> _EXERCISE REQUIREMENTS_
1. From the article on cracking joints, quote the passage starting with "The scientific name" and going on through "joints a problem?".
2. Name every gas that the article on cracking joints says is dissolved in joint fluid.

(DOCUMENT TEXT begins)

Cracking joints- what is that noise, and is it bad for me?
To crack or not to crack – that is the question!
Do you enjoy cracking your knuckles? If so, have you had people tell you that it will damage your joints?
Thankfully, research has shown that there is no link between arthritis and cracking your joints. So, do you know why joint cracking occurs? Or when you should see your doctor or Chiropractor about it?
Where does that cracking noise come from?
The “cracking joint” noise can happen as tendons (that attach our muscles to our bones) slide over bony points. As movement pulls them back into place, this can cause them to make a “snap” as they contact the bone again. This is the noise that we sometimes hear when we “crack” a joint. Although it may seem like there is something wrong, generally it is harmless.
You may also have heard that bubbles of gas popping inside the joints themselves produces the “crack” noise. It is true that the noise is due to gas in the joints. But did you know that the latest research has shown it is actually the creation of these bubbles that makes the noise?
First, let’s take a look at a typical joint. They consist of 2 surfaces (ie bone) that have a capsule between them, which provides lubrication to the moving surfaces. It also acts like a shock absorber. A liquid called synovial (or joint) fluid fills this capsule. The fluid itself is made of hyaluronic acid, lubricin, proteinases and collagenases. It also contains oxygen, nitrogen, and carbon dioxide as gases which are dissolved in the joint fluid.
What creates the noise when joints crack?
In order to investigate joint cracking, scientists used real-time MRI to look at the joint capsule. When the joint surfaces move and separate slightly, gas bubbles form in the synovial fluid inside the joint capsule. By observing the MRI images, they could pinpoint what happened inside the joint at the exact moment that the noise occurred. They found that the gas pockets formed as the joint moved, remained visible after the noise. This proved that it was their formation that was responsible for the cracking sound.
The scientific name for this process is called tribonucleation. Solid surfaces that are surrounded by liquid containing dissolved gas (like joint fluid) can reach a certain point of separation as they move. At this point, they separate rapidly, which reduces the pressure in the liquid and causes bubbles of gas to form.
Before being able to crack the joint again, you need to wait for the gases to be reabsorbed into the joint fluid.
When are cracking joints a problem?
So, is this a cause for concern? Generally speaking, if you crack your joints and don’t experience pain, it is fine.

(DOCUMENT TEXT ends)
(EXCERPTED RECORDS begins)

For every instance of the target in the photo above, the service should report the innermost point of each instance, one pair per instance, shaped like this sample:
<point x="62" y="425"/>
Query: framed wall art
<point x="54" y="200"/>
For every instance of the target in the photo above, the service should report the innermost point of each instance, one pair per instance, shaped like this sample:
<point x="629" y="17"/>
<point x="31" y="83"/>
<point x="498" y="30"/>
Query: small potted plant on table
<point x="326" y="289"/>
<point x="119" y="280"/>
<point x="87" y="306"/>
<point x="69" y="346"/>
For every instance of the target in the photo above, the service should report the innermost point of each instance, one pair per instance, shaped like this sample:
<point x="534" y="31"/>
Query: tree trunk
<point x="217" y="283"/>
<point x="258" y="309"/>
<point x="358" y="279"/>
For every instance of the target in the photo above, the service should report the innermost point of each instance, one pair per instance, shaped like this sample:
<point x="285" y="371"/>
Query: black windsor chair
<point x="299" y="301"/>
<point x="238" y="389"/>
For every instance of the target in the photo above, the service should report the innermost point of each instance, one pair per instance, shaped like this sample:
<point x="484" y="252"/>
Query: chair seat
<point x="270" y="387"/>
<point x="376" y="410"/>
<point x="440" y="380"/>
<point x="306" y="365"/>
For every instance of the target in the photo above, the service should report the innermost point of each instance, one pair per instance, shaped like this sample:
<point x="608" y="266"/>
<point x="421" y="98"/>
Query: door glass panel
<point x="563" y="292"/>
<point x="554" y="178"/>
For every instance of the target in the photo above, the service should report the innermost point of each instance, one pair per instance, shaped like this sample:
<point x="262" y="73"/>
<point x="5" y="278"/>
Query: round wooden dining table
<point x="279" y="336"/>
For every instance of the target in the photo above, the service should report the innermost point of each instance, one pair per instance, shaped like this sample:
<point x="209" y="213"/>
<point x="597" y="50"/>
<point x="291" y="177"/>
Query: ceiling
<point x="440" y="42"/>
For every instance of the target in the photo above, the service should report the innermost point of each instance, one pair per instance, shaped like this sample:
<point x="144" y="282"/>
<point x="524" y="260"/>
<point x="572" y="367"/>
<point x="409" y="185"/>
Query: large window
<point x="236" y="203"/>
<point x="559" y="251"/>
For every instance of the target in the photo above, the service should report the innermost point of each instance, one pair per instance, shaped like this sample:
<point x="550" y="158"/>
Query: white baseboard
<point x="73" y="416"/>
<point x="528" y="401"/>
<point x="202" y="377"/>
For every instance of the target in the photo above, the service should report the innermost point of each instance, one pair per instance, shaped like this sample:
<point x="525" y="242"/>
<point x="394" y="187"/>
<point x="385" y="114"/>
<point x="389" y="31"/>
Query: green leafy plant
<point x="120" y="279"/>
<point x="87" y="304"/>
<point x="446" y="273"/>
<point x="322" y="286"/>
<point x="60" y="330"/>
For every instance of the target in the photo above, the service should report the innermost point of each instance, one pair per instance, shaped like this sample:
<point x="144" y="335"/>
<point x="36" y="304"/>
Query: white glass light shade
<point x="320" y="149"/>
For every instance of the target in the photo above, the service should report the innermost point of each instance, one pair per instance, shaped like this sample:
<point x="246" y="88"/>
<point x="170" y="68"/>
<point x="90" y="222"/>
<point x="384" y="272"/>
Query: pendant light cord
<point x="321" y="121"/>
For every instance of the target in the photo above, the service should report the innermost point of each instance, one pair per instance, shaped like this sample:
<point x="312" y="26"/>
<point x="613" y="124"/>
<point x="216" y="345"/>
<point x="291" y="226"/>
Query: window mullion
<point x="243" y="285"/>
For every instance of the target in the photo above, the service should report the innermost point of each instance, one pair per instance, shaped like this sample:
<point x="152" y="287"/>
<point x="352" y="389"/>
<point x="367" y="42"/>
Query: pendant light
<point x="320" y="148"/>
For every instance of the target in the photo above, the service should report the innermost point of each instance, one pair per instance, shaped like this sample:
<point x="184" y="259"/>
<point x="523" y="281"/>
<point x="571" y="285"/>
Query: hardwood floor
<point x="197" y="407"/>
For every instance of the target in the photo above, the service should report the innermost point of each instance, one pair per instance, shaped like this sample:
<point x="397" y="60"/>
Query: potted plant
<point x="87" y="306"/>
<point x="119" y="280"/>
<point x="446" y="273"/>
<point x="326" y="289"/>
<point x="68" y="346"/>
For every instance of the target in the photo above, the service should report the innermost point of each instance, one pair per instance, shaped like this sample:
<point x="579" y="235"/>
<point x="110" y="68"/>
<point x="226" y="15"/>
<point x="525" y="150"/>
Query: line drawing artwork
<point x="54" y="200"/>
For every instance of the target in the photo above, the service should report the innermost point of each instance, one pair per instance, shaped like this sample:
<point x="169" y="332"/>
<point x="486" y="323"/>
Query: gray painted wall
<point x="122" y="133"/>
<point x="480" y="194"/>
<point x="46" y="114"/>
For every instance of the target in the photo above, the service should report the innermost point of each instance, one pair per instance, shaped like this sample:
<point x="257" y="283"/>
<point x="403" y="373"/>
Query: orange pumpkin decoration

(EXCERPTED RECORDS ends)

> _RESPONSES_
1.
The scientific name for this process is called tribonucleation. Solid surfaces that are surrounded by liquid containing dissolved gas (like joint fluid) can reach a certain point of separation as they move. At this point, they separate rapidly, which reduces the pressure in the liquid and causes bubbles of gas to form.
Before being able to crack the joint again, you need to wait for the gases to be reabsorbed into the joint fluid.
When are cracking joints a problem?

2. The gases dissolved in joint fluid are oxygen, nitrogen, and carbon dioxide.